Collected data:
..........

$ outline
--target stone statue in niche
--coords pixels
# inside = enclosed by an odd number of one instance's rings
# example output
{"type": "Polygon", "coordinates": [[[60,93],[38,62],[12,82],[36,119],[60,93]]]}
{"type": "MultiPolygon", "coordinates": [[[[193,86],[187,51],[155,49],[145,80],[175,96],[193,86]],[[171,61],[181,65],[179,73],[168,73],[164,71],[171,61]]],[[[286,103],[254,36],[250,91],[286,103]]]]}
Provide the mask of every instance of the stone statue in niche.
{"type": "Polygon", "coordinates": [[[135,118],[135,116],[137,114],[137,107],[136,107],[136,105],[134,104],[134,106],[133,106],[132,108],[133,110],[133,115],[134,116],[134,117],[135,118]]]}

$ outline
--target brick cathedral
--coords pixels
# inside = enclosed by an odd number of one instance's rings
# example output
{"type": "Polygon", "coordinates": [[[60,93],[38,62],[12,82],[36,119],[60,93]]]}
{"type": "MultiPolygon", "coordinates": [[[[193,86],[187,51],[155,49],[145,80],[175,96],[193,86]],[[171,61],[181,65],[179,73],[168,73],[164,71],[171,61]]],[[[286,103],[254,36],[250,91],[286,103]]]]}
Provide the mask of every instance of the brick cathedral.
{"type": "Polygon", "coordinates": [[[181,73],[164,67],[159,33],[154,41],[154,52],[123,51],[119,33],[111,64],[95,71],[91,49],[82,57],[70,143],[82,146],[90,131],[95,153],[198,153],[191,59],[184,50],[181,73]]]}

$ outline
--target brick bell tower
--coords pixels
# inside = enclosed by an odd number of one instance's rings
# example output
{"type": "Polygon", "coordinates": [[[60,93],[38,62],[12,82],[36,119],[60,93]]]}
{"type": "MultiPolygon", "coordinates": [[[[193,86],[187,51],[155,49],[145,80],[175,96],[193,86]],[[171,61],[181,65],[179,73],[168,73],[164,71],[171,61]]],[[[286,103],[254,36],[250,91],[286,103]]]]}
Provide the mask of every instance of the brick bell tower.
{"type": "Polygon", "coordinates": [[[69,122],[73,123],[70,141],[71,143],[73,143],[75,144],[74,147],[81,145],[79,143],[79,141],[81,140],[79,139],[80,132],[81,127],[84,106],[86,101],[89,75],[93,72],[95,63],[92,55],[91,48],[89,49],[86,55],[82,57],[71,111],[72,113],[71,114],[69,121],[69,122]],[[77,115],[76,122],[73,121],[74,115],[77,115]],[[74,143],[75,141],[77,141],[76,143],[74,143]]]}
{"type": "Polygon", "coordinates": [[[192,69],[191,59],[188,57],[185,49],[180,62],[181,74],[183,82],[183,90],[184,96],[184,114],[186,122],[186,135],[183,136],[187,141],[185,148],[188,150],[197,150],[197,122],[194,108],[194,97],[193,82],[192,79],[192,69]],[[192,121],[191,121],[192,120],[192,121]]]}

..........

» Challenge: Rewrite the data from its first line through the line containing "Provide the mask of every instance of the stone" as a numbered list, omitting any blank lines.

» Exercise output:
1. $ outline
2. --target stone statue in niche
3. --coords pixels
4. # inside = enclosed by an odd number of one instance's rings
5. # example output
6. {"type": "Polygon", "coordinates": [[[60,93],[38,62],[12,82],[36,119],[60,93]]]}
7. {"type": "MultiPolygon", "coordinates": [[[[193,86],[187,51],[155,49],[145,80],[175,96],[193,86]],[[171,61],[181,65],[179,73],[168,73],[164,71],[171,61]]],[[[286,103],[254,36],[250,91],[286,103]]]]}
8. Provide the mask of every instance of the stone statue in niche.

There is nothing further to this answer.